» What the task requires:
List every sum of money given in pounds in the article below on Next's store expansion.

» Document section:
Next, the high street fashion chain, plans to continue its aggressive expansion into larger stores this year despite admitting that new space depresses its underlying sales.

Next, the high street fashion chain, plans to continue its aggressive expansion into larger stores this year despite admitting that new space depresses its underlying sales.

The group, which beat market forecasts with a 17 per cent rise in pre-tax profits last year, expects to add another 420,000 square feet to its estate - or about 12 stores. It is targeting bigger and bigger shops, culminating in a three-floor, 80,000 square foot anchor store at Manchester's Arndale Centre at the end of 2005.

Simon Wolfson, the chief executive, said: "The more successful we are at getting new space, the lower our like-for-like sales will be." Next's new stores, often opened in addition to smaller high street sites on out-of-town retail parks, hit its same-stores sales numbers but boost the group's bottom line.

Mr Wolfson added: "We're not going to stop taking on stores because cosmetically it affects our numbers."

Striking a cautious note, despite the company's strong start to its financial year, he said Next expected underlying sales growth to moderate. Like-for-like sales rose 3 per cent in the seven weeks to 20 March, but was flattered by the timing of Mother's Day, which boosted the figure by about 1 percentage point. "We are not pessimistic about the outlook but we are cautious. We expect headline like-for-like sales growth will be flat to 1 per cent up," he said.

The company, which has long bemoaned the City's obsession with like-for-like sales, preferring to focus on its earnings per share, reported pre-tax profits of £353.3m - higher than it had guided the market to expect in January - against £301.2m last year. Earnings per share grew by 34 per cent, reflecting the £846m it has spent on buying back its stock in the past four years.

» Recorded data:
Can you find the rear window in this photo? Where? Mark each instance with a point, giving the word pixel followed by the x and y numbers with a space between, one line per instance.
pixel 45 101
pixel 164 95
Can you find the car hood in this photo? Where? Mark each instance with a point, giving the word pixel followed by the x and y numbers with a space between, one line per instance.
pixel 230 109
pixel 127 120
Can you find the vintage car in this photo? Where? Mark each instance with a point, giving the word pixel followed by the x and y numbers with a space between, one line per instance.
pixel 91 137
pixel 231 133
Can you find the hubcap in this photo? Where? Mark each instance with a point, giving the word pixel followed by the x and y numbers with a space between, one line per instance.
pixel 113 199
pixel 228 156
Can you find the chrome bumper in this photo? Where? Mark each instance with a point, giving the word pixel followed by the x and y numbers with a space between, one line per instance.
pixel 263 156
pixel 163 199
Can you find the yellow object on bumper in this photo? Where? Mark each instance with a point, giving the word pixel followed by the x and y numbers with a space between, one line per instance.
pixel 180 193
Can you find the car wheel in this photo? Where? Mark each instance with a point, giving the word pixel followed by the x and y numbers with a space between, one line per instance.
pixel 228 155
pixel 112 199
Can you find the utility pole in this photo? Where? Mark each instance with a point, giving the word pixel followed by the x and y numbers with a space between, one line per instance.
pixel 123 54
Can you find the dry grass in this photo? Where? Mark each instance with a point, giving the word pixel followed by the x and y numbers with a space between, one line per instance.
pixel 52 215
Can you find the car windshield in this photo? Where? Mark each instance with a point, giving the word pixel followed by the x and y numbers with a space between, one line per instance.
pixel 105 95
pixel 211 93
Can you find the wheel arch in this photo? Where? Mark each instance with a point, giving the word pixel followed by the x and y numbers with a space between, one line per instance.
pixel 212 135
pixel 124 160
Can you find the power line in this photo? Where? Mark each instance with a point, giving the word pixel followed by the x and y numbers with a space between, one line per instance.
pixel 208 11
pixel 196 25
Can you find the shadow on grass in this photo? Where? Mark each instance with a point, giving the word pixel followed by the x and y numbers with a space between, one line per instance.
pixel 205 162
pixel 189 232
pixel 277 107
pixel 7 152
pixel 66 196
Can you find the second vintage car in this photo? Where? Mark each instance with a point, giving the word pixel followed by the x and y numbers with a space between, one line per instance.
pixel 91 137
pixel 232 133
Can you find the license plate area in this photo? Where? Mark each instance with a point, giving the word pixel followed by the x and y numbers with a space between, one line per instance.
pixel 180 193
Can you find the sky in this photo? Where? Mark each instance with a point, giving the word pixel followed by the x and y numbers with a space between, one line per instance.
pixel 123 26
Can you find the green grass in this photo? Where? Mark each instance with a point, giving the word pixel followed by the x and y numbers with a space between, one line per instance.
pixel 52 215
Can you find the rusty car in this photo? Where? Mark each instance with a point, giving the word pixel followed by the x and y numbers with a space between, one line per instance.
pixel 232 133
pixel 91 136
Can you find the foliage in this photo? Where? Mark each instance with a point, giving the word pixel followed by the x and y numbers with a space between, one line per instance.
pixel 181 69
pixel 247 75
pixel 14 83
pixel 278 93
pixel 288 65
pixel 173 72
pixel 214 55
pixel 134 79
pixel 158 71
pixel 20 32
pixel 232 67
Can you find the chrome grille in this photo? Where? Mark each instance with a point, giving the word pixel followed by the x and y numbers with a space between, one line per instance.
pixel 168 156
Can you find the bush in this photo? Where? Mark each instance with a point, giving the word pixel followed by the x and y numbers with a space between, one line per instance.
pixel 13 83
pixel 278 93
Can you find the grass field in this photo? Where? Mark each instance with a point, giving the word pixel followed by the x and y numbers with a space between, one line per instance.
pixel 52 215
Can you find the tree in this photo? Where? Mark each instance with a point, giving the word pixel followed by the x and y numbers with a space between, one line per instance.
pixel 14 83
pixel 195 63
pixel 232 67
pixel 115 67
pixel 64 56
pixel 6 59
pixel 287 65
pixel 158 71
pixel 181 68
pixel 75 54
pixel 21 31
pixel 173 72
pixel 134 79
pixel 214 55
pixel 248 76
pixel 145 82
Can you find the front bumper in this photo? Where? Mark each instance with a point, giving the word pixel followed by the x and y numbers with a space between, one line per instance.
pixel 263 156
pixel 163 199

...

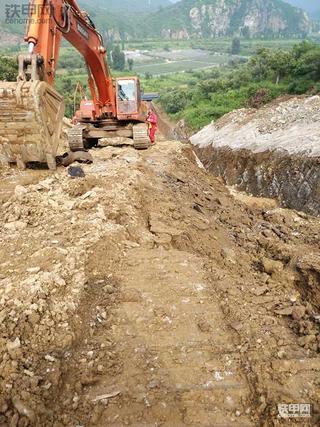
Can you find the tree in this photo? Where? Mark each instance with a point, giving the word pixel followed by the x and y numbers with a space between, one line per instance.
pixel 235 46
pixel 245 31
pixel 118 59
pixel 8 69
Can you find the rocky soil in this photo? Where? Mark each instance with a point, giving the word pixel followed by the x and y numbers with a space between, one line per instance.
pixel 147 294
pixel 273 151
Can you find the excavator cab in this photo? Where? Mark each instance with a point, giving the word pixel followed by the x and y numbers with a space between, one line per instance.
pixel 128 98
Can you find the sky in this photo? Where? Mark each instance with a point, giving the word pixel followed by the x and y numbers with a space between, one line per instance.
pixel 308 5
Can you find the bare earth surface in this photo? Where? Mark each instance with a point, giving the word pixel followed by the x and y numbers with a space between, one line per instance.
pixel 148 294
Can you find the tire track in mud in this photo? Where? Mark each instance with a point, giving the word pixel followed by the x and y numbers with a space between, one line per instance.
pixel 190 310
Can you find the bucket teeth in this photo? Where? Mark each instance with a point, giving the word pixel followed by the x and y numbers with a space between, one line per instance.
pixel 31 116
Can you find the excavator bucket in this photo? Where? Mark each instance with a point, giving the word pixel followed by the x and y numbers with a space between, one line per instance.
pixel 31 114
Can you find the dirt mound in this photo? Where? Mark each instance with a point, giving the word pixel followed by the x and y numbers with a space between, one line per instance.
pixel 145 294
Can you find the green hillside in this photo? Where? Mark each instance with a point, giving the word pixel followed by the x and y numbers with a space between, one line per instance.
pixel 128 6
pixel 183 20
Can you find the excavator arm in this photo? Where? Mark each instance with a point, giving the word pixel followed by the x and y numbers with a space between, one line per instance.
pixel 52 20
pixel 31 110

* * *

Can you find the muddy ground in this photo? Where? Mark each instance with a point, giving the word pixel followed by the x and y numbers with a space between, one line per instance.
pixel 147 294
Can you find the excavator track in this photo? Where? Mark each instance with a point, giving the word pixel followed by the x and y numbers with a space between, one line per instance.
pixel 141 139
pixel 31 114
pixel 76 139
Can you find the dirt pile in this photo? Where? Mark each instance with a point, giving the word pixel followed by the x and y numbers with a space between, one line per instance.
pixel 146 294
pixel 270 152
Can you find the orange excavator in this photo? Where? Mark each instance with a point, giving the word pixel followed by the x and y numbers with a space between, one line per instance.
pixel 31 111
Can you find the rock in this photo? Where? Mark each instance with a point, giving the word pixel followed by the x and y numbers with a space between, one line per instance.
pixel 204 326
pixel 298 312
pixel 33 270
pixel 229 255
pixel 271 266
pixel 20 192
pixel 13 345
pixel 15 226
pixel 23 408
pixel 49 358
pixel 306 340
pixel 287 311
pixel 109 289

» Correct response:
£353.3m
£301.2m
£846m